Provided passage:
▬▬▬▬▬▬▬▬▬▬
Become a MacRumors Supporter for $50/year with no ads, ability to filter front page stories, and private forums.

ToomeyND

macrumors 6502a
Original poster
Sep 14, 2011
571
379
I will have a 2012 mid-level mini and probably a Samsung 840 pro 256 GB delivered to me soon. I plan on adding the SSD to have both drives in the mini.

My question is, do I have to format and install OSX on the SSD before installing it? Can I install the SSD, then use carbon copy cloner to clone the stock drive to the SSD, then boot from the SSD after that? It'd save me the extra cable that some places try to push to copy the HDD to the SSD before install.

Thanks!
 
Can I install the SSD, then use carbon copy cloner to clone the stock drive to the SSD, then boot from the SSD after that?
Yes. Here's a simple approach:
  1. Install your new drive in your Mac.
  2. Boot from your old drive by holding the Option key on startup.
  3. Use Carbon Copy Cloner to clone the old drive to the new drive.
  4. Boot from the new drive.
 
I will have a 2012 mid-level mini and probably a Samsung 840 pro 256 GB delivered to me soon. I plan on adding the SSD to have both drives in the mini.

My question is, do I have to format and install OSX on the SSD before installing it? Can I install the SSD, then use carbon copy cloner to clone the stock drive to the SSD, then boot from the SSD after that? It'd save me the extra cable that some places try to push to copy the HDD to the SSD before install.
▬▬▬▬▬▬▬▬▬▬
Entries shown:
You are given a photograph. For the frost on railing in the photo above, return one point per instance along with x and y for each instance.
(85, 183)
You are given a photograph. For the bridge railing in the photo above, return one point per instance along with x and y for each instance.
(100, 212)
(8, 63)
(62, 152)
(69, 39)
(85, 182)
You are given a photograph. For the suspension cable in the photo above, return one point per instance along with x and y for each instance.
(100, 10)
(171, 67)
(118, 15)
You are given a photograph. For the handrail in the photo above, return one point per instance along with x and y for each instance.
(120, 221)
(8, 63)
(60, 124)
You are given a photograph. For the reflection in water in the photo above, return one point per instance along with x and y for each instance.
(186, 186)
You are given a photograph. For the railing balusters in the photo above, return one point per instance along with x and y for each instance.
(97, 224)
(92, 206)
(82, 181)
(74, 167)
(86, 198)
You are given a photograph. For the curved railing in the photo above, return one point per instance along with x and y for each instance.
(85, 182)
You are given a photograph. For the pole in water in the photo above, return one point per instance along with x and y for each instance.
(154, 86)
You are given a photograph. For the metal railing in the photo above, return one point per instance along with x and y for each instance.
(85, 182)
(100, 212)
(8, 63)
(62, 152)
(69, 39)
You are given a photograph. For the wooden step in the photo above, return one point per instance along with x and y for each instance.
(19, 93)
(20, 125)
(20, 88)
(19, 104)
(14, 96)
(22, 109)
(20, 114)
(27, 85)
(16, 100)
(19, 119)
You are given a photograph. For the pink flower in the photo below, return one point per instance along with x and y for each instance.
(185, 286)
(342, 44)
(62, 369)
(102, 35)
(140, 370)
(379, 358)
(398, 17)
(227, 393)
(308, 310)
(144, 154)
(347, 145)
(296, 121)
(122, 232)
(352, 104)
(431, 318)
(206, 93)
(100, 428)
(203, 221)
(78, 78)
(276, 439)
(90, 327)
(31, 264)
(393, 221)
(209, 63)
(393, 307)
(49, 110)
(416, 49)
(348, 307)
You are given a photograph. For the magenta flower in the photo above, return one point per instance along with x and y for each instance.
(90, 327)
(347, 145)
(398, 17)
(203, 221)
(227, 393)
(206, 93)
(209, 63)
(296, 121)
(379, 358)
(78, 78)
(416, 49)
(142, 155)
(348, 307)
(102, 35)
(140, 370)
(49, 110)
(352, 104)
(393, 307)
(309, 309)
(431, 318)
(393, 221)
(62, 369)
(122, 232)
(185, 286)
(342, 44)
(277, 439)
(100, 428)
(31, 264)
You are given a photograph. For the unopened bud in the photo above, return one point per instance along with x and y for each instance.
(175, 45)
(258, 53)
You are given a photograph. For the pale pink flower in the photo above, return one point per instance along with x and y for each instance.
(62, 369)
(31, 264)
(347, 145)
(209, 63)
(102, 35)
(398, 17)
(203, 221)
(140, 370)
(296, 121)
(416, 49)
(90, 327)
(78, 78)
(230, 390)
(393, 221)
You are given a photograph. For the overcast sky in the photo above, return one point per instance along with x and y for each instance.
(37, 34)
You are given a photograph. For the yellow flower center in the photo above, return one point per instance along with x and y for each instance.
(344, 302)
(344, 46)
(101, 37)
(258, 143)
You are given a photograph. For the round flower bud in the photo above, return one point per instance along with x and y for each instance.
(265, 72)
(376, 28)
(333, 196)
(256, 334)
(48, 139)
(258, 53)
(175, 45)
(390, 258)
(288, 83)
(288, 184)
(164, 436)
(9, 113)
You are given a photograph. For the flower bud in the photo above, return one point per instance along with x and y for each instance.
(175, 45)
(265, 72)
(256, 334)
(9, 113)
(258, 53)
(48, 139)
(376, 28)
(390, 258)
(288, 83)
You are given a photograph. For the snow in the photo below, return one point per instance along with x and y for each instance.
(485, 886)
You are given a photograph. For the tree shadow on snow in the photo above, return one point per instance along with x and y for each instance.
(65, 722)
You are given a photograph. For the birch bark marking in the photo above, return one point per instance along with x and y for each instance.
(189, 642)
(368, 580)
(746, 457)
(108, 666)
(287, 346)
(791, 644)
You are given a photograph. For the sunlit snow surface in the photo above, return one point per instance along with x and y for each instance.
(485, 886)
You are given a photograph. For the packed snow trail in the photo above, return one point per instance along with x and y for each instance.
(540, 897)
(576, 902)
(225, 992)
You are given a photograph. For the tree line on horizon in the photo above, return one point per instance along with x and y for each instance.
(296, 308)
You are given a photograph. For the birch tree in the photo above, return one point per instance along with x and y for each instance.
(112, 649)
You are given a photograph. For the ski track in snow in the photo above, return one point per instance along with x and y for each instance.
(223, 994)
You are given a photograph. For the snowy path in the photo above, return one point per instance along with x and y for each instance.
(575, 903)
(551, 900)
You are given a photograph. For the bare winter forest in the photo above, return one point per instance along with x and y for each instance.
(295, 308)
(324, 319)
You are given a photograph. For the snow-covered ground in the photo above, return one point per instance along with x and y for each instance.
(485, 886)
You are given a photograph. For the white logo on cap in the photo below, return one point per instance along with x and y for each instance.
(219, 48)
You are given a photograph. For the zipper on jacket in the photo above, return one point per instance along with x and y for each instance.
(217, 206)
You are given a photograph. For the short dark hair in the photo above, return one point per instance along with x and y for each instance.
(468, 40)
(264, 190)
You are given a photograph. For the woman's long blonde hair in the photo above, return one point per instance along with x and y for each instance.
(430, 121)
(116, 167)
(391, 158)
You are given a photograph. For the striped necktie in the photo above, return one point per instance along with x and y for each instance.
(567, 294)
▬▬▬▬▬▬▬▬▬▬
Aim:
In the forum thread, condense the reply beginning "Yes. Here's a simple approach" into one sentence that keeps all four steps.

Reply to the exercise:
Yes: install the new drive, boot from the old one by holding Option at startup, clone the old drive to the new one with Carbon Copy Cloner, then boot from the new drive.